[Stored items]
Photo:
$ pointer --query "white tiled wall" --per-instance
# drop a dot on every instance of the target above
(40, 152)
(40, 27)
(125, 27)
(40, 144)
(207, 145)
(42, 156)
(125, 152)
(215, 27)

■ **EXERCISE DETAILS**: Each entry is to be written out exactly as it was given.

■ **TASK RESPONSE**:
Photo:
$ pointer --query "white tiled wall" --per-instance
# drop a dot on every instance of the target above
(40, 152)
(40, 27)
(125, 27)
(40, 144)
(207, 145)
(42, 156)
(125, 152)
(215, 27)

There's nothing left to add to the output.